Selected extract Block Start

M 362K, Spring 03, Smith

## Assignment for Wednesday, September 17

1. Read Section 3.3.
• Focus on p. 69, Examples 3a, 3c, 3d, 3f, and the middle of p. 75 - middle of p. 76.
• Note: The author of this textbook uses "odds" and "odds ratio" interchangeably. However, these terms are often used to refer to different (but related) concepts: "Odds" is usually used to refer to what is defined onp. 75 as odds ratio: The ratio of the probability of an event to the probability of its complement. "Odds ratio" is used when comparing the odds of something happening under two conditions -- thus, it is a ratio of odds. For example, the odds ratio of developing cancer when exposed to a certain chemical compared with not being exposed would be
Odds ratio = (Odds of developing cancer if exposed)/(Odds of developing cancer if not exposed)
Also,  phrases such as  "odds 3 to 2"are often used. In this case, "odds 3 to 2" means that the odds are 3/2.
2. Practice problems:
I. p. 106, #24.

II. If the odds of event A are 3 to 2 (see above), what is the probability of A? (Show your reasoning)

Selected extract Block End
Data under study Block Start

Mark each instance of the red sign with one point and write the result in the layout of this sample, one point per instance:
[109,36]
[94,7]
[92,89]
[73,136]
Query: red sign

Data under study Block End

**Brief 1:** From the September 17 assignment, list every example the reader is told to focus on.
**Brief 2:**
Answer these from the September 17 assignment:
(a) Which section of the textbook is assigned for reading?
(b) On what page does the textbook define odds ratio?
(c) According to the assignment, what does "odds 3 to 2" mean?
**Brief 3:** Write the next part of the September 17 assignment, starting after its final sentence.
The rows come from a different source than the assignment.

**Written response 1:** Example 3a, Example 3c, Example 3d, Example 3f

**Written response 2:**
(a) Section 3.3
(b) Page 75
(c) It means that the odds are 3/2.

**Written response 3:**
III. Some people develop severe allergies to rubber. There is concern that health care workers are especially vulnerable to this risk because they use latex gloves. In a study of this question, 177 subjects identified as health care workers were tested for latex specific IgE antibodies (a screening test for latex sensitivity).  Of these, 38 were found to be positive.  A total of 4228 non-health care workers were tested for this antigen and 827 of these individuals were positive. Assuming that the proportions in this study are representative of the population at large,

a)     Compute the odds of being positive for this antigen among health care workers.

b) Compute the odds of being positive among non-health care workers.

c) Compute the odds ratio (as defined above -- not as defined in the book) of being positive for health care workers compared to non-health care workers.

d) How could you do part (c) without first doing parts (a) and (b)?